Like Jim Croce’s remorseful song, if time could be saved in a bottle from every occurrence of wasteful distraction spent trying to figure out things which could otherwise be discerned through careful analysis, the extent of cumulative superciliousness in trying to act offended or incensed by charges of ineptitude might be reasonably contained.  There is so much noise, these days, that a fresh uptick in the volume of an additional din is barely noticeable.  And when then sound of emitted discordance strums a beat in the distance, who but the expectant and anxious parent recognizes the unique cry of a child’s shrill scream of alarm?

And if the sound is merely likened to darkness, where light no longer creeps between the door left ajar, or the seam between the floor and the locked metal gate, then how are we to recognize the silence of strangled light left abandoned in the loneliness of a world uncaring?

The din of distant darkness is precisely that foreboding sense of what may happen, but based upon “something”, as opposed to a baseless muttering of convictions unfounded when we suddenly “lose it” and cannot extricate ourselves from the frenzy of our own lies.  Much of life is about lying – not necessarily to others (although, we do that often enough, as well), but more to ourselves in order to shield our own fragile psyche from the fears we want to avoid.  But even darkness seen in the distant horizon comes creeping towards us, whether we want it to, or not.

## Image point grounding data
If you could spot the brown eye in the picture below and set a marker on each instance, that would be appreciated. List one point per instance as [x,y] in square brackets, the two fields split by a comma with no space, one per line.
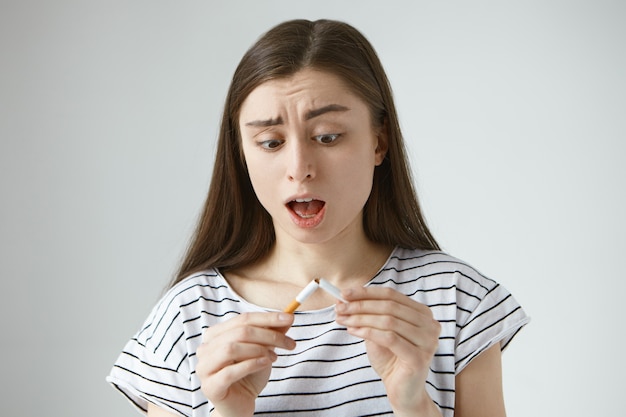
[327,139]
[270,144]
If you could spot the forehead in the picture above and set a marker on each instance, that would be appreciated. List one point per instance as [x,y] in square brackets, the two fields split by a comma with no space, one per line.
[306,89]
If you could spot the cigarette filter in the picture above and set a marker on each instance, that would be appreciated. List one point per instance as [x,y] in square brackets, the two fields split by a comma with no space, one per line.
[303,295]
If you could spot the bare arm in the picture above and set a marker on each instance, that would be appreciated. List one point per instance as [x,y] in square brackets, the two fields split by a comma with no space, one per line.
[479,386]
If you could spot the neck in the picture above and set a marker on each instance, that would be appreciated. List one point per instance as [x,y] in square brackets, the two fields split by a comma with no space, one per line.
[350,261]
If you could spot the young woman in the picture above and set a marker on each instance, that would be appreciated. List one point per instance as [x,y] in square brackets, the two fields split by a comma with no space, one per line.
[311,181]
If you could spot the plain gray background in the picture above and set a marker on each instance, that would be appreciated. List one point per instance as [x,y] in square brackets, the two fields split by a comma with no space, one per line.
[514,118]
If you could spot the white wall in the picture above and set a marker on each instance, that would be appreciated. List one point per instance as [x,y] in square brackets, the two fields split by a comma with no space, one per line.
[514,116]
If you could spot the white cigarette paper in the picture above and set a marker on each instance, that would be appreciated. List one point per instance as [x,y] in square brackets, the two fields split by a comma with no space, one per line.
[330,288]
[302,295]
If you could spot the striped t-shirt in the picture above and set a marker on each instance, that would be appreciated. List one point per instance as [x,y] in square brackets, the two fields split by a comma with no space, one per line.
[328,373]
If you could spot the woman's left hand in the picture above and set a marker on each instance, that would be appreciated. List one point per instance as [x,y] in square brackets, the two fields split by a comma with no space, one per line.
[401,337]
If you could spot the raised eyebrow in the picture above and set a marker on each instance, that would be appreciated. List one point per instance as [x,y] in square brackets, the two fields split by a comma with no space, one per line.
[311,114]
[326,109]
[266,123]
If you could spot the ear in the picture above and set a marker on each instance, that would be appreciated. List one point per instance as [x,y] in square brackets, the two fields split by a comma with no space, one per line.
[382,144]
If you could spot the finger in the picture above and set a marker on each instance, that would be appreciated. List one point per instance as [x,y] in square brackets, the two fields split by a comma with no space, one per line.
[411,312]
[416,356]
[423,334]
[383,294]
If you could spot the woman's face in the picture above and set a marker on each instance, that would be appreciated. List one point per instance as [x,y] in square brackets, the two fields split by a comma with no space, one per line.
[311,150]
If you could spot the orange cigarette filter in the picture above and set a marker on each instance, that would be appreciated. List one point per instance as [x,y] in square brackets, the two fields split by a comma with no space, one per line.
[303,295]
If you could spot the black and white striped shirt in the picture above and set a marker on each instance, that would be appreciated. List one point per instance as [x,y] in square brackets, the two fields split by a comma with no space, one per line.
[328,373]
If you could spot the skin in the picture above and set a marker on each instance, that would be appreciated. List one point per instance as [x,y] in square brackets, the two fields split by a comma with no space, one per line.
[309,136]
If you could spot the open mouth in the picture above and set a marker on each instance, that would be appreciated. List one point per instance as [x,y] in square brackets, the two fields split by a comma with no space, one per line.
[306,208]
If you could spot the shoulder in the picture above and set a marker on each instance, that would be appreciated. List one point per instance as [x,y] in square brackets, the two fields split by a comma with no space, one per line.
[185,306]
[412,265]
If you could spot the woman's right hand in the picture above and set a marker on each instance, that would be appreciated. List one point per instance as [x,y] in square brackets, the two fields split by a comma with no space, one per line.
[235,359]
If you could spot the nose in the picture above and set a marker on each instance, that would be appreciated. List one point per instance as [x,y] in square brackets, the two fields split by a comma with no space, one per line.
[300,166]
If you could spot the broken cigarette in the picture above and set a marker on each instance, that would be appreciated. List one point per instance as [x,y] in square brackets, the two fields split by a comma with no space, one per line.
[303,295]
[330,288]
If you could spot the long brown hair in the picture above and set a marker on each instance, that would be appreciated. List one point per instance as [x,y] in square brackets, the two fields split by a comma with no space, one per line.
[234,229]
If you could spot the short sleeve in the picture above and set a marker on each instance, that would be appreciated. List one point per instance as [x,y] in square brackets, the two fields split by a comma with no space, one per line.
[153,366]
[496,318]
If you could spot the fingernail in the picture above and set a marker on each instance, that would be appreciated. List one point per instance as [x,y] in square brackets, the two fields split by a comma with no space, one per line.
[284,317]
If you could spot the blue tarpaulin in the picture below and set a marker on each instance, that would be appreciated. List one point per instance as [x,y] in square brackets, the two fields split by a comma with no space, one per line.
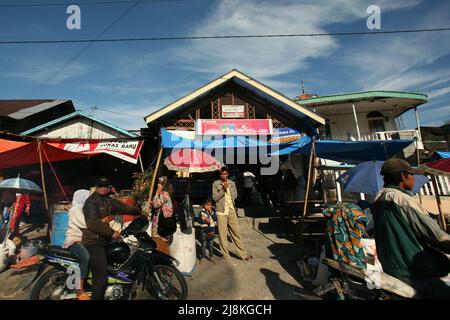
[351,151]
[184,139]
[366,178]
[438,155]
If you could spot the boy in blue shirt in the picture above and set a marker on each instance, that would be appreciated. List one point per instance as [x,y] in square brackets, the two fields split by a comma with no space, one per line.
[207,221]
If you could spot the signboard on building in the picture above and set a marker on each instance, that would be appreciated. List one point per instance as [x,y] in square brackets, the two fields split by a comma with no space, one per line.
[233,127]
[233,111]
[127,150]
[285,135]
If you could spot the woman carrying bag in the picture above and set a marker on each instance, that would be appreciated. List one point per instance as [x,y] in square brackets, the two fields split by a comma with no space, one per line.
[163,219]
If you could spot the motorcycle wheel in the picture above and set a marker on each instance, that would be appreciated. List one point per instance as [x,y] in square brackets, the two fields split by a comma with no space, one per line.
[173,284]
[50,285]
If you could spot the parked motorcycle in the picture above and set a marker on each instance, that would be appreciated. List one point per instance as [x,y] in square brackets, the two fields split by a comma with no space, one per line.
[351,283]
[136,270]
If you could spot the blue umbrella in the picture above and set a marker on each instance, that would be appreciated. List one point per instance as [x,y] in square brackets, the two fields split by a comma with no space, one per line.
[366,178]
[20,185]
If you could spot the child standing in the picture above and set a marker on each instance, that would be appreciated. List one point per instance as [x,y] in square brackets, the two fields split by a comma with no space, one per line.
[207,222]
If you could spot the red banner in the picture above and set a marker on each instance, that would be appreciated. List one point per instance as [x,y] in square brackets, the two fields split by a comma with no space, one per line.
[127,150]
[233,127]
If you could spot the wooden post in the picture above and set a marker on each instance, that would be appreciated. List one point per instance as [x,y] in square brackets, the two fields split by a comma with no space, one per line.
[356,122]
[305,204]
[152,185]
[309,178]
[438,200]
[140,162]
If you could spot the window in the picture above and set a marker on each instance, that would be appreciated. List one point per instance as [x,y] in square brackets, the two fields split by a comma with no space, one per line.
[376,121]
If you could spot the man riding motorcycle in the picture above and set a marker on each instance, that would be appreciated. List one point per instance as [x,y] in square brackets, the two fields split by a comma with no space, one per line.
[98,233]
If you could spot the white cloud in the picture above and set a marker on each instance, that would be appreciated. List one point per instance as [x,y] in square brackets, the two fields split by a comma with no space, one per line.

## Requirement 1
Which distinct words ending in "-ness" appear in the essay on distant darkness? List each one once.
## Requirement 2
Continue the essay on distant darkness with one more paragraph in the same voice, picking up after its final sentence.
The listing stands apart from the essay on distant darkness and is separate material.

## Answer space 1
superciliousness, darkness, loneliness

## Answer space 2
How we nestle in the fears of our own making, or struggle against the timeless reverberations of anxieties unstated and never confessed, is the foundation of what makes for successful living, or failed attempts to conceal the cacophony of numbing onslaughts of life.  Yes, the din of distant darkness is yet merely a warning some months, years or decades away; but for Federal and Postal employees who already have a sense of what is coming, and the inevitability of life’s misgivings, the indicators are probably already there:  a medical condition that will not go away; the intersecting impact between the medical condition and the ability to perform the essential elements of the Federal or Postal position; and the question:  How long can I last?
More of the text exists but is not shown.